YOUR TASK:
In the material below, repeat only the lines from the one that holds "Spot the cat's leg" through the final line, exactly as they stand.

++++ SUPPLIED RECORDS

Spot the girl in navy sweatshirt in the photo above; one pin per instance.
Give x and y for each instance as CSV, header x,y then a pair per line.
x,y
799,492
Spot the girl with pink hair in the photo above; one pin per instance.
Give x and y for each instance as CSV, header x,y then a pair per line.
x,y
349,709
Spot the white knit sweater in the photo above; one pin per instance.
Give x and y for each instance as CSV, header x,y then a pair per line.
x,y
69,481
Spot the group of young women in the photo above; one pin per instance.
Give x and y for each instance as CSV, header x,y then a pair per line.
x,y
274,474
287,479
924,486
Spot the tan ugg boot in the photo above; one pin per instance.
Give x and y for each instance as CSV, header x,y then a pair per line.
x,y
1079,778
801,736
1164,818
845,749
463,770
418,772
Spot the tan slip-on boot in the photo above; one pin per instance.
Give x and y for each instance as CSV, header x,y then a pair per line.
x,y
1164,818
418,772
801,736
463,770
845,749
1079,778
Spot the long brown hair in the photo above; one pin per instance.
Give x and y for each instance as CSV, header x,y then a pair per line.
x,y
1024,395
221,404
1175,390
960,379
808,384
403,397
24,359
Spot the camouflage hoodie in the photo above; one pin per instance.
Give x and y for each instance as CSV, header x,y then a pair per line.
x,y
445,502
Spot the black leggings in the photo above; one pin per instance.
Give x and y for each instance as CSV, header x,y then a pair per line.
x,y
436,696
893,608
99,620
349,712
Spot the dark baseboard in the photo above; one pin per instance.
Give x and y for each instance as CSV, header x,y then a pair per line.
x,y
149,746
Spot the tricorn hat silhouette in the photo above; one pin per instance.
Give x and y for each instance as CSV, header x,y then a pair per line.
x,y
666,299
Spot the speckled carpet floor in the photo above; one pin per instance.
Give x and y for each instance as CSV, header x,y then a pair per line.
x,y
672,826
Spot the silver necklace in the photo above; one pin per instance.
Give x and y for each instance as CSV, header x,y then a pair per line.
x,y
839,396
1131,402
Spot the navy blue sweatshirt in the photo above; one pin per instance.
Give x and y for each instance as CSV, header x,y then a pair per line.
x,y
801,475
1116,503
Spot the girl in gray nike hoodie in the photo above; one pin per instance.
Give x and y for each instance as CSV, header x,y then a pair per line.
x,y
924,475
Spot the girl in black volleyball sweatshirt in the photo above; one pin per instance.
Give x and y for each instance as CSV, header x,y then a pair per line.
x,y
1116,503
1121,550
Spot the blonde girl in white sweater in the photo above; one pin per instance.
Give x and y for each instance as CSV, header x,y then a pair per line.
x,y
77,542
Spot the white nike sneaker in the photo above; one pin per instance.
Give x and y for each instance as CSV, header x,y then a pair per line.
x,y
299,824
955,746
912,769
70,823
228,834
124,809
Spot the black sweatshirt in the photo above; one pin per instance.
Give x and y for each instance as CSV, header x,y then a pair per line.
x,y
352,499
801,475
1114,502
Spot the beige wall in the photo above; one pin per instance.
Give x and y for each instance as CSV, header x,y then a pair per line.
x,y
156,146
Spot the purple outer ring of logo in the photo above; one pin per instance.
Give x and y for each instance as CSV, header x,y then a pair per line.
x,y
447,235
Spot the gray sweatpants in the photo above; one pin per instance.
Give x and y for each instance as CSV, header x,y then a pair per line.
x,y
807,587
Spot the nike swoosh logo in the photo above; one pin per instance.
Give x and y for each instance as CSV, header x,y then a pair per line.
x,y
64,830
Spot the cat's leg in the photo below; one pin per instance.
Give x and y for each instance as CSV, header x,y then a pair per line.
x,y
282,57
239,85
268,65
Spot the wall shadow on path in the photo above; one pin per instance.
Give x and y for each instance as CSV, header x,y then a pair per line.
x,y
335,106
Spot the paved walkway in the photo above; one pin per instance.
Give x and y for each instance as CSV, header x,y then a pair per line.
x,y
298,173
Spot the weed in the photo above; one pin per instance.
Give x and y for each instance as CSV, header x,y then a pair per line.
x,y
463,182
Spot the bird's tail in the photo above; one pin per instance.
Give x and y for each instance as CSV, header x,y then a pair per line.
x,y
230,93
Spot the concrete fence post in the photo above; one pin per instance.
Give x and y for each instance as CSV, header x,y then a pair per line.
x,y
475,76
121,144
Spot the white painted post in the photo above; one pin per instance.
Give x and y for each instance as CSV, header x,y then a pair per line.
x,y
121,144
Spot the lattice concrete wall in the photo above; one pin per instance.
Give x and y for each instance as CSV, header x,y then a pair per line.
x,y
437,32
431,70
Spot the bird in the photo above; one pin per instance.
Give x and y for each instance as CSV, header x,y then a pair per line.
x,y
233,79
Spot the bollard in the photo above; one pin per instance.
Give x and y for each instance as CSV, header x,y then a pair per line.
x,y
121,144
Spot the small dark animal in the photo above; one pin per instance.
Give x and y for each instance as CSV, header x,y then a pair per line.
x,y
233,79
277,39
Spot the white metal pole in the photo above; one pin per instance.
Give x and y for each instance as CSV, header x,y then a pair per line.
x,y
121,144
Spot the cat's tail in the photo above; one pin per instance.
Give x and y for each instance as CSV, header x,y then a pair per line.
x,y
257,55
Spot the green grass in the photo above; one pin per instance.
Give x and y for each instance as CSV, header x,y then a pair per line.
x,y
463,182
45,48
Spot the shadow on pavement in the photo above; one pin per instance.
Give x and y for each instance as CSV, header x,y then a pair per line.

++++++++

FINAL RESULT:
Spot the cat's leg in the photo below; one pin per instance.
Give x and y for each instance as CSV, header x,y then a pair per line.
x,y
282,57
239,85
268,65
Spot the wall shadow on path in the photo above; one pin per instance.
Give x and y for each instance as CSV, header x,y then a pair per line.
x,y
335,106
Spot the paved walkway in the photo above; one pin per instance.
Give x and y for each instance as CSV, header x,y then a pair per line.
x,y
298,173
Spot the weed in the photo above; one pin per instance.
Give x and y for each instance as CSV, header x,y then a pair per line.
x,y
463,182
Spot the bird's tail in the photo above; one pin per instance.
Give x and y for each instance as CSV, header x,y then a pair per line.
x,y
230,93
Spot the concrete fence post in the photo above; one pin per instance.
Give x and y for each instance as CSV, header x,y then a pair per line.
x,y
475,76
121,144
Spot the white painted post in the photo above; one pin per instance.
Give x and y for each instance as CSV, header x,y then a pair per line.
x,y
121,144
Spot the lattice concrete wall in the photo above; one pin per instance.
Give x and y for each instance as CSV, header x,y then a pair per line.
x,y
437,32
431,70
Spot the bird in the photo above; one pin per instance.
Give x and y for each instance as CSV, header x,y then a pair per line.
x,y
233,79
Spot the bollard in the photo above; one pin per instance.
Give x and y for each instance as CSV, header x,y then a pair per line.
x,y
121,144
Spot the small dark animal in the photo above; one pin per instance.
Give x and y for each instance as CSV, header x,y then a pair per line.
x,y
233,79
277,39
Spot the white metal pole in the photo above; one pin per instance.
Give x and y for each instance as CSV, header x,y then a pair per line.
x,y
121,144
Spot the cat's tail in the photo above; one pin per instance.
Give x and y for each instance as CSV, header x,y then a pair per line.
x,y
257,55
Spot the green grass in the photo above; one pin per instance.
Give x and y for each instance as CSV, header x,y then a pair per line.
x,y
463,182
45,48
Spot the shadow on pavement in the photo above; one pin per instance.
Give x and y for each instance as CSV, header x,y then a pair per line.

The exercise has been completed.